** Фрагмент текста **
▼▼▼

Или вот этот, за душу берущий перл от липового автора из Апшеронска: «НАСТАЛ ЧЕРНЫЙ ДЕНЬ КУБАНИ, когда большевиками губернатором назначен Егоров. Сначала он развалил сельское хозяйство, обманул крестьян, отобрав все, что причиталось по чекам. Потом продал сахар, забрав у бедных людей последнее. День и ночь гудят самолеты, вывозящие наше продовольствие грузинам и армянам, в то время как у русских смертность превышает рождаемость».
Но как бы там ни было, у Егорова, помимо его государственных забот и человеческих устремлений, эта возня сил и здоровья отнимала значительно.
15
Задумывался ли Егоров, в то время стремительно, словно на дрожжах росший политик и крупный государственный Деятель (взять хотя бы две его должности: министр по делам национальностей и региональной политике России и глава кремлевской администрации), о смысле и ценностях своей жизни? Или он обладал настолько прагматическим умом, что сия деликатная сфера бытия человека во власти его не затрагивала и не особо его волновала. Есть работа, высокая должность. Что еще надо?
И все же, мне кажется, Николай Дмитриевич в душе был человеком глубоко ранимым и, может, даже религиозным.

▲▲▲

** Задание A **
Выпишите все географические названия, которые встречаются в тексте о Егорове.
** Задание B **
Выпишите из текста о Егорове отрывок от слов «Но как бы там» до слов «Что еще надо?» включительно, ничего в нем не меняя.
** Задание C **
Продолжите текст о Егорове с того места, где он заканчивается.
Пункты ниже никак не связаны с текстом о Егорове.

** Входные данные **

▼▼▼

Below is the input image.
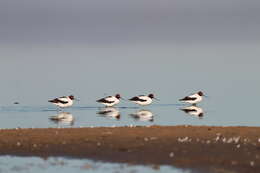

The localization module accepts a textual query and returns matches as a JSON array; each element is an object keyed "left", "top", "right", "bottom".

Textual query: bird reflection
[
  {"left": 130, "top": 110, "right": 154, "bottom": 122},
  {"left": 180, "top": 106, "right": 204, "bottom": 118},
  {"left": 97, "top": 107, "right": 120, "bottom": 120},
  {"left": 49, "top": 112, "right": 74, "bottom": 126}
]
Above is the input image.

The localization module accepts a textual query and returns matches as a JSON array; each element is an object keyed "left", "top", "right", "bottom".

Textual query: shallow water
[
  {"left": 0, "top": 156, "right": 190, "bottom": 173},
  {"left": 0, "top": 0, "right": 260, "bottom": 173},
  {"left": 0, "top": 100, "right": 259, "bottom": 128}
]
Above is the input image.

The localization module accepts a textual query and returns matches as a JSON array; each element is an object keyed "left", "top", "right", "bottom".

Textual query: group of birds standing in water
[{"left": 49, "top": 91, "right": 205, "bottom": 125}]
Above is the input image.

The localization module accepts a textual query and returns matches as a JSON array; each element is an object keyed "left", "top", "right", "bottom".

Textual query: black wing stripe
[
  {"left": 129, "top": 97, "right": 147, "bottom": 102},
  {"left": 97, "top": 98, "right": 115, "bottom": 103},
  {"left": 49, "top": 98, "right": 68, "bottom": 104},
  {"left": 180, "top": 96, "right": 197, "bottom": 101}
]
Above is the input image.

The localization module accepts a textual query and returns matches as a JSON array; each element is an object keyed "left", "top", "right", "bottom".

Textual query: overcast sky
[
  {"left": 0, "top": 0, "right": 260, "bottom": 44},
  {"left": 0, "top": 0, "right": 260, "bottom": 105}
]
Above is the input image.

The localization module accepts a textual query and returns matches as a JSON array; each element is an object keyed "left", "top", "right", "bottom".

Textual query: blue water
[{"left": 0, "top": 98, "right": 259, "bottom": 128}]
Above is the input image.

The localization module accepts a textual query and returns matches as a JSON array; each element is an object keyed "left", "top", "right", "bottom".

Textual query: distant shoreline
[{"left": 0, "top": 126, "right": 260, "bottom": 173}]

▲▲▲
▼▼▼

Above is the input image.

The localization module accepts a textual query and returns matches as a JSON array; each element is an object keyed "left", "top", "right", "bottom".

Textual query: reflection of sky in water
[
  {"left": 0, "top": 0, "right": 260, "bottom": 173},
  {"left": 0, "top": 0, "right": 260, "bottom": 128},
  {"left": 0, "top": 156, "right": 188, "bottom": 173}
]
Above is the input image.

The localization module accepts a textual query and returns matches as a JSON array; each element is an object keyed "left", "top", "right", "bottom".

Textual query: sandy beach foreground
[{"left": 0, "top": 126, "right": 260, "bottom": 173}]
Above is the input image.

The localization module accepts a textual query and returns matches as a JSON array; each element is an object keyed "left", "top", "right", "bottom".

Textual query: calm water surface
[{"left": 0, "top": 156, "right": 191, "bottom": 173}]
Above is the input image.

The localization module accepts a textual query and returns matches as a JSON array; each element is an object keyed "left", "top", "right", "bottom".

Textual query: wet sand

▲▲▲
▼▼▼

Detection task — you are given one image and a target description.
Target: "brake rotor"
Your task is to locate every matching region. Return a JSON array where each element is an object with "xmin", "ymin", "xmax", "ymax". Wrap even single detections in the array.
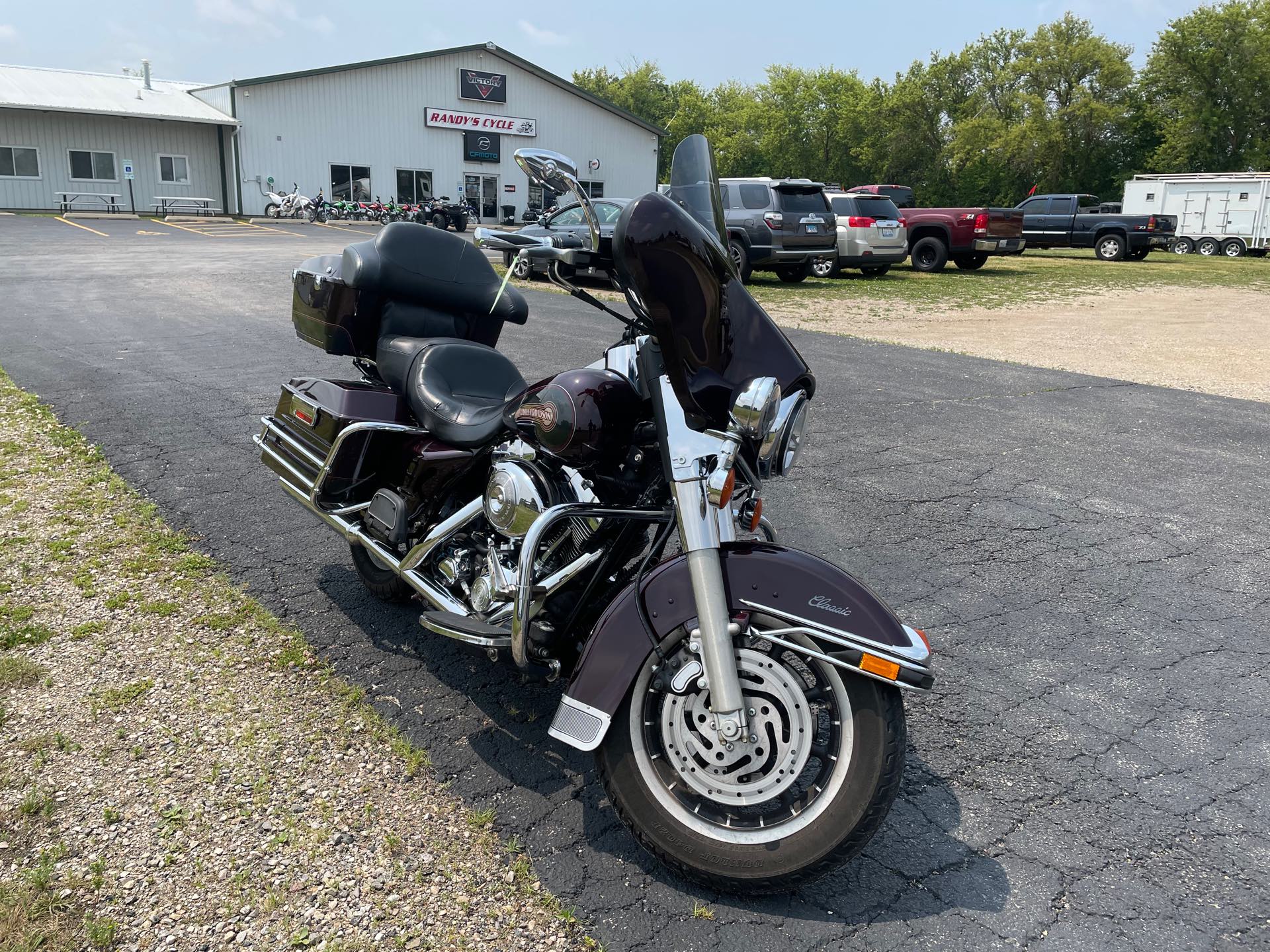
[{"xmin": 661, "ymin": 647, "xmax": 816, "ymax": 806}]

▲▲▲

** Ожидаемый ответ A **
Апшеронск, Кубань, Россия

** Ожидаемый ответ B **
Но как бы там ни было, у Егорова, помимо его государственных забот и человеческих устремлений, эта возня сил и здоровья отнимала значительно.
15
Задумывался ли Егоров, в то время стремительно, словно на дрожжах росший политик и крупный государственный Деятель (взять хотя бы две его должности: министр по делам национальностей и региональной политике России и глава кремлевской администрации), о смысле и ценностях своей жизни? Или он обладал настолько прагматическим умом, что сия деликатная сфера бытия человека во власти его не затрагивала и не особо его волновала. Есть работа, высокая должность. Что еще надо?

** Ожидаемый ответ C **
Однажды, накануне переезда в Москву, где предстояло с ходу осваивать высоченные и ответственные должности, находиться с Президентом Ельциным на короткой ноге, он вдруг почувствовал себя одиноким, несмотря на то, что вокруг было много друзей, старых и новых, но которые водили дружбу с ним по разным обстоятельствам: одни ради дела, другие ради должности, третьи — на всякий случай, авось пригодится…
В то время он похудел, осунулся. Он явно болел — это было видно по ставшей замедленной походке. Даже его «начальственный», не по годам объемный живот, который на глазах будто вырос, никак не говорил о здоровье хозяина. Напротив, лицо у Егорова с каждым годом, а затем месяцем становилось все более обрюзглым, и только печальные глаза, в которых порой отражалась настоящая, затаенная боль, выдавали его с головой: Николай Дмитриевич был не на шутку болен. Из близкого окружения Егорова о плохом состоянии его здоровья, пожалуй, достоверную информацию имел куратор здравоохранения края, доктор Юрий Владиславович Дьяченко. Но он, свято соблюдая тайну Гиппократа, всячески переводил разговоры на эту тему в разряд шуток или дежурного ответа: а почему вы об этом спрашиваете? Здоровье у Николая Дмитриевича вполне в норме!
Егоров не любил афишировать свой недуг и даже запретил докторам появляться на пороге своего кабинета, как бы того ни требовали обстоятельства.
Его должности, требовавшие отменного здоровья, заслоняли вдруг вставшую перед ним проблему, и он, не щадя себя, полностью посвящал себя изнурительному и выматывающему силы труду.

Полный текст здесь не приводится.